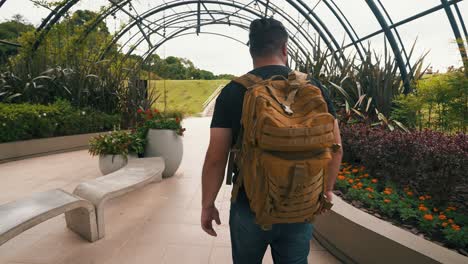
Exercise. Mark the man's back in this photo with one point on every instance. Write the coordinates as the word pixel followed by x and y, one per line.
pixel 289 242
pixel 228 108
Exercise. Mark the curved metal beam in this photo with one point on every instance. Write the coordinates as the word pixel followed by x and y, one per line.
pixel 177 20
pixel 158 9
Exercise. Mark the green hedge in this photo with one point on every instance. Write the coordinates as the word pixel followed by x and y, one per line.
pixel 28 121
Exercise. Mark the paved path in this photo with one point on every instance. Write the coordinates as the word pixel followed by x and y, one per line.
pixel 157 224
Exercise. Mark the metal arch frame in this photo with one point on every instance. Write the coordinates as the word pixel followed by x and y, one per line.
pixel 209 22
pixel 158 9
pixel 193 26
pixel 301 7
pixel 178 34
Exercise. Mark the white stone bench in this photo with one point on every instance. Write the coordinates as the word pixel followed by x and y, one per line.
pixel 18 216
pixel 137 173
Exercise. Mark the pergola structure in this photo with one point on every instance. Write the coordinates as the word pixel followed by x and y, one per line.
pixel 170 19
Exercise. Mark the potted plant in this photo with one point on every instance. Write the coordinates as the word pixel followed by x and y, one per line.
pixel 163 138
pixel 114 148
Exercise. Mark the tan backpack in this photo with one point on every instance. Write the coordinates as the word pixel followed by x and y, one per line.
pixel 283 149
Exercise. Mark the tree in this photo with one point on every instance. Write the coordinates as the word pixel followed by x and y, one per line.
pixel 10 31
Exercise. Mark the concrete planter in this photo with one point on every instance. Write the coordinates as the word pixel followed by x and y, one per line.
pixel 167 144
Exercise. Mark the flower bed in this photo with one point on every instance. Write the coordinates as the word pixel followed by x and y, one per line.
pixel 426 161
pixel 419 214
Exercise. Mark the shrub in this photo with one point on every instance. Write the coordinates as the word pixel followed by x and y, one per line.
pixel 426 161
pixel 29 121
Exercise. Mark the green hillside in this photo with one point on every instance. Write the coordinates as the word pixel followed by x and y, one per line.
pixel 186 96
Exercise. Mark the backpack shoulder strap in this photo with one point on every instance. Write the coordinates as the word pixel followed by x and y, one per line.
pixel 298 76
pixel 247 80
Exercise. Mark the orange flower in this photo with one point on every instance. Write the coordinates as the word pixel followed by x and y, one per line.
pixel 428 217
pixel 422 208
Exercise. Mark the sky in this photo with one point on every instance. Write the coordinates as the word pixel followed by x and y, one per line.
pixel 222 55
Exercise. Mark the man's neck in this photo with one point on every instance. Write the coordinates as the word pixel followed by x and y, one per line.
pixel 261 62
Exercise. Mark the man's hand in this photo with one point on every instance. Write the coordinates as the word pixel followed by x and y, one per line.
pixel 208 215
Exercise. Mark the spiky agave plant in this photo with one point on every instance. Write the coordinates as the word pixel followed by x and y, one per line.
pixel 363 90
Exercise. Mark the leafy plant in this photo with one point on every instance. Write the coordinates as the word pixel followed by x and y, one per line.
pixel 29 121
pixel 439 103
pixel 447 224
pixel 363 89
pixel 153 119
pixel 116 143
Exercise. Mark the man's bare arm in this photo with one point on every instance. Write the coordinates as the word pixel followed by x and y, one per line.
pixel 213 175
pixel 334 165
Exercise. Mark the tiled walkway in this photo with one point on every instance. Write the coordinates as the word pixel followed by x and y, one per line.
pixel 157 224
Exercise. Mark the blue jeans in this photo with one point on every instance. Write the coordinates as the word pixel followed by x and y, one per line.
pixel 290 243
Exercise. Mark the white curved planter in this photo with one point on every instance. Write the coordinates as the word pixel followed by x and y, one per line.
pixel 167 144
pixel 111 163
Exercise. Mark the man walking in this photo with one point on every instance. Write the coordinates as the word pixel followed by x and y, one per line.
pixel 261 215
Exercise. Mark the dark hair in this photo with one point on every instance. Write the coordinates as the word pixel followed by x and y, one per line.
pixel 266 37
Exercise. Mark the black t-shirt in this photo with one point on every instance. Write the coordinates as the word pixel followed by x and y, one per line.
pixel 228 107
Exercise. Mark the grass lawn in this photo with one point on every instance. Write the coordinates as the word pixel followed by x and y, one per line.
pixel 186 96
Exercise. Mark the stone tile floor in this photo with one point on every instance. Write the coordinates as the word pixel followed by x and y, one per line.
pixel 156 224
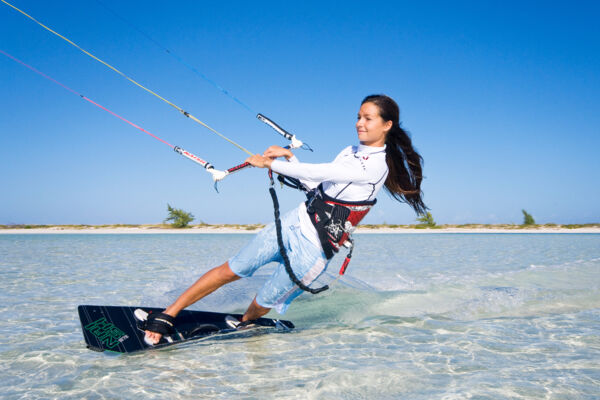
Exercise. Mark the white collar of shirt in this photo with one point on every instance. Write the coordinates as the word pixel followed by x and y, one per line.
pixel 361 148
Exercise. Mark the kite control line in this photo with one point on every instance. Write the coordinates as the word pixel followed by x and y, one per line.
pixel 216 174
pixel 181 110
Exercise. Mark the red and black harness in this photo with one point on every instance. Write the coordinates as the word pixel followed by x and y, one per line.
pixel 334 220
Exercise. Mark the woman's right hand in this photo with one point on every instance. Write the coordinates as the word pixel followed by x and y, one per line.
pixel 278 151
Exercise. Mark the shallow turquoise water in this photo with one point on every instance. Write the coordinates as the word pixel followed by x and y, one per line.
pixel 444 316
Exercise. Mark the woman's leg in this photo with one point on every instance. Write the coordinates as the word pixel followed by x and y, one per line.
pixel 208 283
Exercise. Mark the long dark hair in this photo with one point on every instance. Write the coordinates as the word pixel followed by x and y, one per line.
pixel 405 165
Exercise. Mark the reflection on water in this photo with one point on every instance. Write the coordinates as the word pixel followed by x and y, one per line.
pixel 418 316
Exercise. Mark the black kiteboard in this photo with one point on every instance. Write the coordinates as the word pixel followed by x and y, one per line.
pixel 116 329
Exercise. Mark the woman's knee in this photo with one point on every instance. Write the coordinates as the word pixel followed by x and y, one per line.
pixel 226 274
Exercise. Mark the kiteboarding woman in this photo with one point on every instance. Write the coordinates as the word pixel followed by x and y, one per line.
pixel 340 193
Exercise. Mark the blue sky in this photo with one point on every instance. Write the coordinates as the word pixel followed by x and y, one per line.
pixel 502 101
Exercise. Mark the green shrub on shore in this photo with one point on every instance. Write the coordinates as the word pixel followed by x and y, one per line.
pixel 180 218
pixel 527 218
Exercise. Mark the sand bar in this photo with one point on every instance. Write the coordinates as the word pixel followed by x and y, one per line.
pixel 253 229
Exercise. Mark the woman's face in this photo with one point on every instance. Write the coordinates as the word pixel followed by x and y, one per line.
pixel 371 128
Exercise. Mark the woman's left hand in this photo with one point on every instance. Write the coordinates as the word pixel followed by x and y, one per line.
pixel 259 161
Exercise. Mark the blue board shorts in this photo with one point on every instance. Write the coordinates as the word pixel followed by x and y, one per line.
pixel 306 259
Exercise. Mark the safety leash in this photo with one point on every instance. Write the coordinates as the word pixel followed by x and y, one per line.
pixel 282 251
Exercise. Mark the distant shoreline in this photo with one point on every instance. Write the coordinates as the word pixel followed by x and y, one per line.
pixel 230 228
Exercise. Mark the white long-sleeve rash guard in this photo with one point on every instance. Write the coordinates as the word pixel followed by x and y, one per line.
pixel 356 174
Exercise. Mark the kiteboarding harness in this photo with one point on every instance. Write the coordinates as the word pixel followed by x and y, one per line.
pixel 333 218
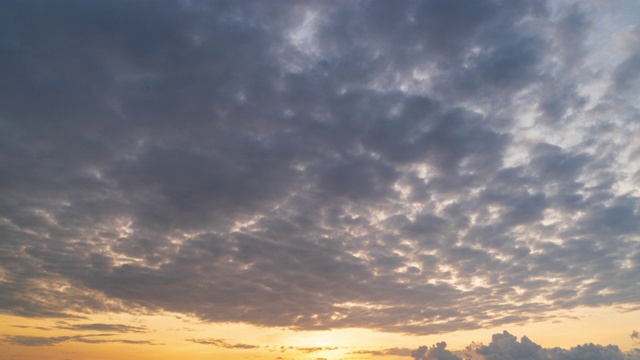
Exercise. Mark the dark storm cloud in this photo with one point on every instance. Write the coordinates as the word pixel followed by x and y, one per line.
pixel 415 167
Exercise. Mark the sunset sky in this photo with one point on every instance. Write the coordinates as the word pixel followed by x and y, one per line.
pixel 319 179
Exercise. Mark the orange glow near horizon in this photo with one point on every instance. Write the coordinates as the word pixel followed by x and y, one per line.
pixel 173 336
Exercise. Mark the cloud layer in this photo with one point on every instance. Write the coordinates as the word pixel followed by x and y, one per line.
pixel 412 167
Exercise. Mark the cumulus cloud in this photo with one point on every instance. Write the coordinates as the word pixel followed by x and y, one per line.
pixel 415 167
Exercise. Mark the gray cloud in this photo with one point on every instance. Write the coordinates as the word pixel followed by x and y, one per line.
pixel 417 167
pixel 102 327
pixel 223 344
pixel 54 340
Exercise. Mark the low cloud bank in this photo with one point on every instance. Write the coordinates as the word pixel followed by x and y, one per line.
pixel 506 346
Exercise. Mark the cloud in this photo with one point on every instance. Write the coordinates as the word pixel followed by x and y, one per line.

···

_AIM OF THE TASK_: Copy the listing above word for word, starting at the line that contains "Exercise. Mark the black t-shirt" and ending at the line that contains "pixel 418 316". Leave out any pictures in that stretch.

_TASK SOLUTION_:
Exercise. Mark the black t-shirt in this photo with one point on every instance. Write the coordinates as the word pixel followed by x and y, one per line.
pixel 228 107
Exercise. Mark the grass lawn in this photo with one point on every instance. Write the coordinates as the word pixel followed by x and y, one per line.
pixel 186 96
Exercise. Mark the stone tile floor in this photo with one point on every instance. Write the coordinates as the word pixel followed by x and y, one per line.
pixel 156 224
Exercise. Mark the white collar of shirt in this photo with one point on every instance. Write the coordinates as the word pixel followed by x and y, one per line.
pixel 361 148
Exercise. Mark the kite control line in this photo with one point on every instance. Write the coordinates as the word pixel followed by x and y, one per line.
pixel 216 174
pixel 181 110
Exercise. Mark the red and black harness in this photo with one point on every instance. Write the coordinates as the word pixel followed by x and y, one per line.
pixel 334 220
Exercise. Mark the woman's right hand in this photo with one point on every instance. Write the coordinates as the word pixel followed by x and y, one per line.
pixel 278 151
Exercise. Mark the shallow turquoise water in this photo with one point on every instance. Write the coordinates as the word pixel followed by x and y, one per line.
pixel 444 316
Exercise. Mark the woman's leg in this photo with one point on every instance. Write the coordinates as the word pixel followed by x and y, one per line.
pixel 208 283
Exercise. Mark the long dark hair in this photo with one point on every instance. Write the coordinates as the word pixel followed by x and y, one per line.
pixel 405 165
Exercise. Mark the reflection on water in this photo with one point on every instance. Write the coordinates as the word pixel followed by x and y, one per line.
pixel 418 316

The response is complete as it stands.